(PROBLEM TO SOLVE)
Resume the write-up on joining person and event data in RedShift versus Spark and Parquet, starting right after its last sentence.

(SELECTED EXTRACT)

The solution using RedShift
I can accomplish this solution using RedShift in a fairly straightforward way:
Each both files are loaded in as RedShift tables, with DISTKEY person_id, SORTKEY person_id. This distributes the data so that all the data for a person is on a single node. The following query will produce the desired data frame:
select person_id, age, e.cost from person
left join (select person_id, sum(cost) as cost from events
where date between '2013-06-01' and '2013-06-30'
group by person_id) as e using (person_id)
The solution using Spark/Parquet
I have thought of several potential ways to handle this in Spark, but none accomplishes what I need. My ideas and the issues are listed below:
Spark Dataset write 'bucketBy' - Read the CSV files and then rewrite them out as parquet files using "bucketBy". Queries on these parquet files could then be very fast. This would produce a data setup similar to RedShift, but parquet files don't support bucketBy.
Spark parquet partitioning - Parquet does support partitioning. Because parquet creates a separate set of files for each partition key, you have to create a computed column to partition on and use a hash of person_id to create the partitionKey. However, when you later join these tables in spark based on "partition_key" and "person_id", the query plan still does a full hash partition. So this approach is no better than just reading the CSVs and shuffling every time.
Stored in some other data format besides parquet - I am open to this, but don't know of another data source that will work.
Using a compound record format - Parquet supports hierarchical data formats, so can prejoin both tables into a hierarchical record (where a person record has an "events" field which is an array of struct elements) and then do processing on that. When you have a hierarchical record, there are two approaches that to processing it:
** Use explode to create separate records ** - Using this approach you explode array fields into full rows, then use standard data frame operations to do analytics, and then join them back to the main table. Unfortunately, I've been unable to get this approach to efficiently compile queries.

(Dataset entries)
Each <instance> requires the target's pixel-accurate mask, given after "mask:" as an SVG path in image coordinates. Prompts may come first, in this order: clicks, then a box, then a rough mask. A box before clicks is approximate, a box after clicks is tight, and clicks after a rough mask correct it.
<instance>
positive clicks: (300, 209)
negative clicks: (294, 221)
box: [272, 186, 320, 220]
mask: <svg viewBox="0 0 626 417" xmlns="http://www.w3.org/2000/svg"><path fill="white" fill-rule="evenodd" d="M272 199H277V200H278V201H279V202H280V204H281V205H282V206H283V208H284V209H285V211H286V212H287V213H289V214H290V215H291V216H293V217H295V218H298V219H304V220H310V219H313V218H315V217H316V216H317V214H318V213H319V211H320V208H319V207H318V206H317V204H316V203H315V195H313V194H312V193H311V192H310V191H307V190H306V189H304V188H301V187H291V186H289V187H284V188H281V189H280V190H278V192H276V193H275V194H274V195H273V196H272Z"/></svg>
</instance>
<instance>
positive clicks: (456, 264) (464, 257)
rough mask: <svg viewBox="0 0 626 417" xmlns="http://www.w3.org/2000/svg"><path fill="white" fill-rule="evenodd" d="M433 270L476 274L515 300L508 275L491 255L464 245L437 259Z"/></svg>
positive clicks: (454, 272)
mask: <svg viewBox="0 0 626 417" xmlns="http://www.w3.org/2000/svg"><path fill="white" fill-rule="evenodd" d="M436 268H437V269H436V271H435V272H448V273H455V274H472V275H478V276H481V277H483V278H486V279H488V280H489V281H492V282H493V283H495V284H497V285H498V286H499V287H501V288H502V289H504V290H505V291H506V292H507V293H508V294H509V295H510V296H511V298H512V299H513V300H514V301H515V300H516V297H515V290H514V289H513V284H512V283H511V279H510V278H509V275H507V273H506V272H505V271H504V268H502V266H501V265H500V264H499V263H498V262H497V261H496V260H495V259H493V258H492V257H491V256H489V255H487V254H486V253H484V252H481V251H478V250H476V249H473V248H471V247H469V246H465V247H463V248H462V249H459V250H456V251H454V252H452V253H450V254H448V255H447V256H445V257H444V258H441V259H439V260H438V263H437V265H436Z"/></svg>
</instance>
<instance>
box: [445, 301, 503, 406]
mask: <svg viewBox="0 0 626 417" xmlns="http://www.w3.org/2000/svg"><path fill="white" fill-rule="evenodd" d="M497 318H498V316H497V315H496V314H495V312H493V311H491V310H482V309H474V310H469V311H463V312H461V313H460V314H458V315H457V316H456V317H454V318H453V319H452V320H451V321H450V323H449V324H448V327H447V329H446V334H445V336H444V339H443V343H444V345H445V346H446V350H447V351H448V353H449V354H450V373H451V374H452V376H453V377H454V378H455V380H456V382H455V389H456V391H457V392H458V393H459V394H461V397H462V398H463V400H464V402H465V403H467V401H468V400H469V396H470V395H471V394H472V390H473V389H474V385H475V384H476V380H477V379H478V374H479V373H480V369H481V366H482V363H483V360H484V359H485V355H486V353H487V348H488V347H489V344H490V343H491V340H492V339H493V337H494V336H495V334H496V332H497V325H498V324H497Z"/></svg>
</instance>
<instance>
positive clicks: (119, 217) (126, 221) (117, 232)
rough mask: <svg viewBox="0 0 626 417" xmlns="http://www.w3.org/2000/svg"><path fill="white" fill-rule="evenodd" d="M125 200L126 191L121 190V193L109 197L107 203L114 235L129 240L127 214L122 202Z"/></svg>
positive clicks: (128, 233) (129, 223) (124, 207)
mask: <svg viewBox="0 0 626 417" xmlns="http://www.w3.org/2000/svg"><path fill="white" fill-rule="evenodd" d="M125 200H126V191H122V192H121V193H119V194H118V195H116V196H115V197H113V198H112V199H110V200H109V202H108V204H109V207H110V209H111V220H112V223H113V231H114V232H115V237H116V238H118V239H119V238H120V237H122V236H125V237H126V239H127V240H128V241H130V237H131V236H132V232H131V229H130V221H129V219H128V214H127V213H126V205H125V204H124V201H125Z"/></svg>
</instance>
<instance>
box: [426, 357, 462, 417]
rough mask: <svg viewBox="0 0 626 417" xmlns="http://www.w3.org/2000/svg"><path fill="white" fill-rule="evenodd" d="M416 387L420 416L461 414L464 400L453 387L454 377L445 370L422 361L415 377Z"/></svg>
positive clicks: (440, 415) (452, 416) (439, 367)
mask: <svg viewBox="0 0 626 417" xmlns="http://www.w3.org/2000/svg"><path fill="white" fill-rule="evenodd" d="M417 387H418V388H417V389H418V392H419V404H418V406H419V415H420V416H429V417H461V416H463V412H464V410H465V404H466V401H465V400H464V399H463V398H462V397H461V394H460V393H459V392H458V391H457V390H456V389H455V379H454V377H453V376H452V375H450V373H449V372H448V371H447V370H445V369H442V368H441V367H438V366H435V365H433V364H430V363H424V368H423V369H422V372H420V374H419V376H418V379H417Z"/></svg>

(EXPECTED OUTPUT)
** Use UDFs to perform operations on subrecords ** - This preserves the structure and executes without shuffles, but is an awkward and verbose way to program. Also, it requires lots of UDFs which aren't great for performance (although they beat large scale shuffling of data).
For my use cases, Spark has advantages over RedShift which aren't obvious in this simple example, so I'd prefer to do this with Spark. Please let me know if I am missing something and there is a good approach to this.
Edited per comment.
Assumptions:
Using parquet
Here's what I would try:
val eventAgg = spark.sql("""select person_id, sum(cost) as cost
from events
where date between '2013-06-01' and '2013-06-30'
group by person_id""")
eventAgg.cache.count
val personDF = spark.sql("""SELECT person_id, age from person""")
personDF.cache.count // cache is less important here, so feel free to omit
eventAgg.join(personDF, "person_id", "left")
I just did this with some of my data and here's how it went (9
node/140 vCPUs cluster, ~600GB RAM):
27,000,000,000 "events" (aggregated to 14,331,487 "people")
64,000,000 "people" (~20 columns)
aggregated events building and caching took ~3 min
people caching took ~30 seconds (pulling from network, not parquet)
left joining took several seconds
Not caching the "people" led to the join taking a few seconds longer. Then forcing spark to broadcast the couple hundred MB aggregated events made the join take under 1 second.